-- START Records --
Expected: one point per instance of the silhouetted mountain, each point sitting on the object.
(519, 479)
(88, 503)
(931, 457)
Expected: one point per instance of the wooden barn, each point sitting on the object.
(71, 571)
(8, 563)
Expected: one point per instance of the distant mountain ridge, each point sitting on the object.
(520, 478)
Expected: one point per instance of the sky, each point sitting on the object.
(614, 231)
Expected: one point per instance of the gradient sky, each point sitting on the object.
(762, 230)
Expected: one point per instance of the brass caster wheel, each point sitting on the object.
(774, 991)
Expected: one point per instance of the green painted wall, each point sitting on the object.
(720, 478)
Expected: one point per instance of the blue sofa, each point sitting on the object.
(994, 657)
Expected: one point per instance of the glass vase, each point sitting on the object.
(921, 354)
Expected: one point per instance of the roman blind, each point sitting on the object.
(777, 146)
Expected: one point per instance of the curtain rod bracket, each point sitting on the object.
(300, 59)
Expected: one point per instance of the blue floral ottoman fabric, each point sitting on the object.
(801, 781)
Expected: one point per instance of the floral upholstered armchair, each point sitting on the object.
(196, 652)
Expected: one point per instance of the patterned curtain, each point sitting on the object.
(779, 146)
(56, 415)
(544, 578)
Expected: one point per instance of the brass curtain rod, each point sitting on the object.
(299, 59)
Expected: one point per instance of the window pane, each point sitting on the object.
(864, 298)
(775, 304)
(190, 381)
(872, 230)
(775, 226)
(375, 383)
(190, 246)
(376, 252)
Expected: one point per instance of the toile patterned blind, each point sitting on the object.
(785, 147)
-- END Records --
→ **What you will do**
Return the listing above in its exact form.

→ **The solution**
Expected: one point per instance of the silhouetted mountain, each point sitting on the object.
(519, 479)
(88, 503)
(931, 457)
Expected: one point per instance of the wooden barn, each point sitting on the object.
(71, 571)
(8, 563)
Expected: one point per instance of the distant mountain ridge, each point sitting on the object.
(520, 478)
Expected: one point per instance of the sky, each point sitting on the object.
(614, 231)
Expected: one point per instance of the gradient sky, each point sitting on the object.
(762, 230)
Expected: one point per instance of the brass caster wheel, each point sitting on the object.
(774, 991)
Expected: one point per instance of the green painted wall, each point sitting on the object.
(720, 478)
Expected: one point per instance of the blue sofa, each point sitting on the object.
(994, 657)
Expected: one point per instance of the glass vase, each point sitting on the object.
(921, 354)
Expected: one point per instance of the roman blind, each point sitting on the object.
(777, 146)
Expected: one point per instance of the curtain rod bracket, each point sitting on the object.
(300, 59)
Expected: one point per instance of the blue floral ottoman fabric, each point sitting on the object.
(801, 781)
Expected: one point per instance of the floral upholstered armchair, each point sitting on the object.
(196, 652)
Expected: one point per instance of the patterned curtain, each point sitting on the object.
(779, 146)
(56, 415)
(544, 578)
Expected: one point per instance of the brass curtain rod, each point sitting on the object.
(299, 59)
Expected: one point per instance of the window pane, each point sitting on the object.
(864, 298)
(775, 304)
(190, 381)
(872, 230)
(775, 226)
(375, 383)
(190, 246)
(376, 252)
Expected: one point per instance of the toile patterned blind, each point sitting on the object.
(785, 147)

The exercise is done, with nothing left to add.